■ TASK BRIEF: Rewrite the lines from the first one through the line containing "left=0, top=0, right=924, bottom=470", both included, as a Markdown table with a Row column numbering each entry and a Line column holding its text, skipping blank lines and leaving out the pictures.

■ EXTRACTED DATA:
○ ○ ○

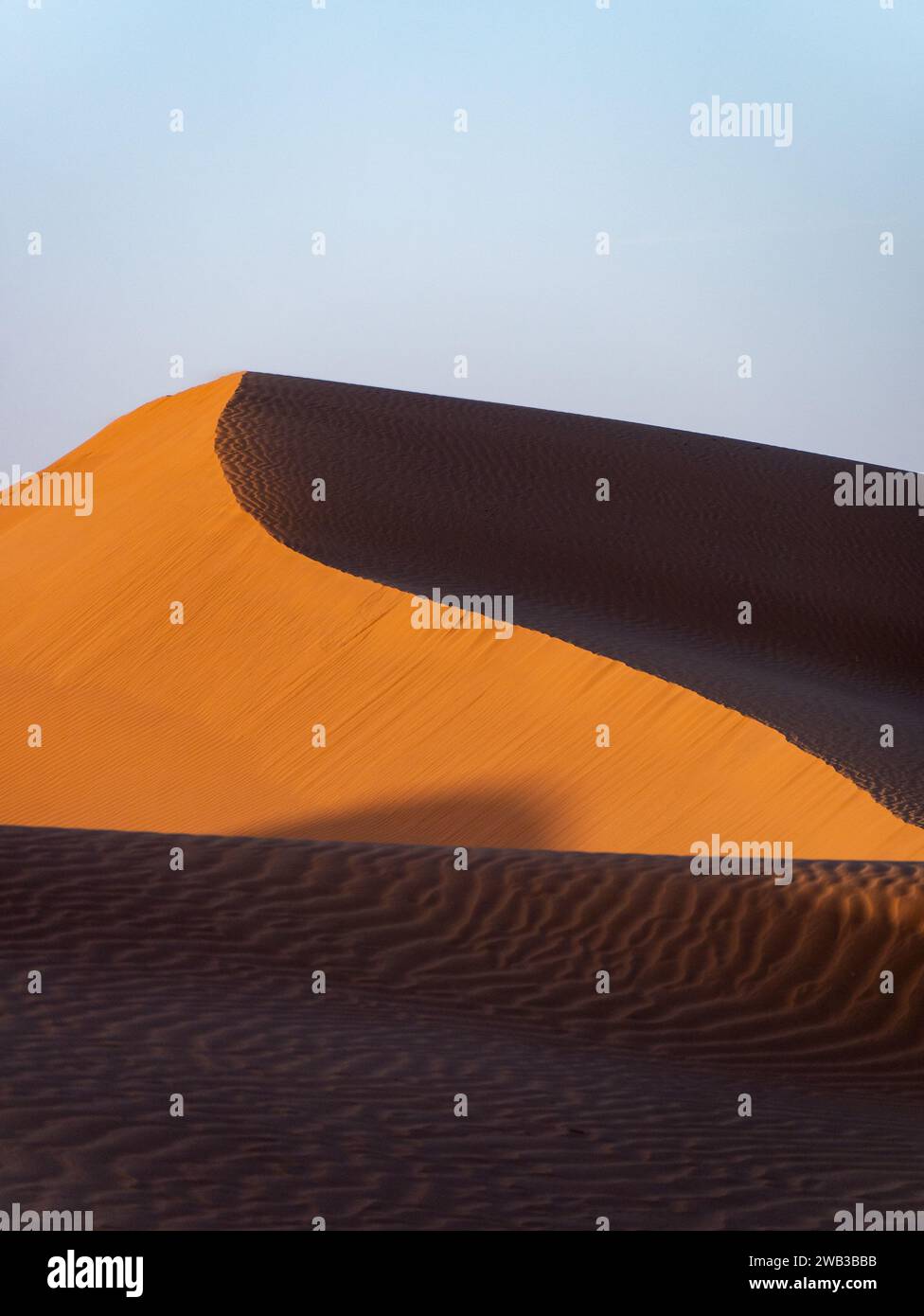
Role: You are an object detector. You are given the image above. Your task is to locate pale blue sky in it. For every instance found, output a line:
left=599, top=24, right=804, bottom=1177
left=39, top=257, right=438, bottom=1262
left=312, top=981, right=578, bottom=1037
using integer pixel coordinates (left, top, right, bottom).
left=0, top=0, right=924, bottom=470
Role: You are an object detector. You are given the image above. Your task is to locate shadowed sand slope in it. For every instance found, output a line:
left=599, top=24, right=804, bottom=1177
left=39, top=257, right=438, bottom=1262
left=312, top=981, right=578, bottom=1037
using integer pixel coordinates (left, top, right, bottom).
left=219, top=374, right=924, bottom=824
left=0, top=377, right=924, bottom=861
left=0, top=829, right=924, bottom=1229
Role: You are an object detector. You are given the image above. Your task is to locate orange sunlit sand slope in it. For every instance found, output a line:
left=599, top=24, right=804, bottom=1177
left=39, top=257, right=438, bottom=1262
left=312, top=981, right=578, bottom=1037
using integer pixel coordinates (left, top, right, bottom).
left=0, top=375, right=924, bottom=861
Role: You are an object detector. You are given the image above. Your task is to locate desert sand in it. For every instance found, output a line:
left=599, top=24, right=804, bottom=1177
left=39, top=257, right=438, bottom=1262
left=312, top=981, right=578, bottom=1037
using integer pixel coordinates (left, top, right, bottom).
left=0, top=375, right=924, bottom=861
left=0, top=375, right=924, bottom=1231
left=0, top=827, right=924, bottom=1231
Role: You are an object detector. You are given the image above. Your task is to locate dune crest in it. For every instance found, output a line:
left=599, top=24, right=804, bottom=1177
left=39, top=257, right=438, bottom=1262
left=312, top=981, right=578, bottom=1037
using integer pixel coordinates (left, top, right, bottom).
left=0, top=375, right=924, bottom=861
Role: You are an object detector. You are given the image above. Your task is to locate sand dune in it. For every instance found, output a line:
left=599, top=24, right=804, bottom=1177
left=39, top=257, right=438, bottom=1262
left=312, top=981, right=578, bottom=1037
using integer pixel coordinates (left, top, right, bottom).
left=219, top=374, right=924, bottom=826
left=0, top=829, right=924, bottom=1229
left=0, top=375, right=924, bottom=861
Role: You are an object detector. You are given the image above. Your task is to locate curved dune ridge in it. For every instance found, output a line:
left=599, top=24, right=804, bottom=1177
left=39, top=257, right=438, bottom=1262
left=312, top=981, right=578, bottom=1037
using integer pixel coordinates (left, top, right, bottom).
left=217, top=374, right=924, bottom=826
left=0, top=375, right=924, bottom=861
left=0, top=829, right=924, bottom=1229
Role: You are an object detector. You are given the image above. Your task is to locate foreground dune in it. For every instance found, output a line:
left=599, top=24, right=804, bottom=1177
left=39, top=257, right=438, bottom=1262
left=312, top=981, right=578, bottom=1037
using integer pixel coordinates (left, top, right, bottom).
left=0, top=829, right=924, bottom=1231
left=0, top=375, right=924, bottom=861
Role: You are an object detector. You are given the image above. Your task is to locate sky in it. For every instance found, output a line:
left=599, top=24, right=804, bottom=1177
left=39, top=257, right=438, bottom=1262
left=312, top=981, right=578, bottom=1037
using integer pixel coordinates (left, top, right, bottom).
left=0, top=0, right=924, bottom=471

○ ○ ○

■ ANSWER TO THIS PROBLEM:
| Row | Line |
|---|---|
| 1 | Role: You are an object detector. You are given the image above. Your task is to locate pale blue sky in it. For every instance found, output a line: |
| 2 | left=599, top=24, right=804, bottom=1177 |
| 3 | left=39, top=257, right=438, bottom=1262 |
| 4 | left=312, top=981, right=578, bottom=1037 |
| 5 | using integer pixel coordinates (left, top, right, bottom). |
| 6 | left=0, top=0, right=924, bottom=470 |